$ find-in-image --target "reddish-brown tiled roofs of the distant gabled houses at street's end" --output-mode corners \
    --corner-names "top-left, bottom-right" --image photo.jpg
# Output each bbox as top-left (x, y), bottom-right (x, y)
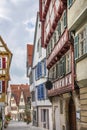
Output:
top-left (10, 84), bottom-right (31, 106)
_ _ _ _ _
_Brief_:
Whenever "image" shows up in a line of the listing, copy that whole line.

_Task result_:
$ find-in-image --target "reddish-brown tiled roofs of the distant gabled houses at street's end" --output-mode corners \
    --corner-names "top-left, bottom-right" --image photo.jpg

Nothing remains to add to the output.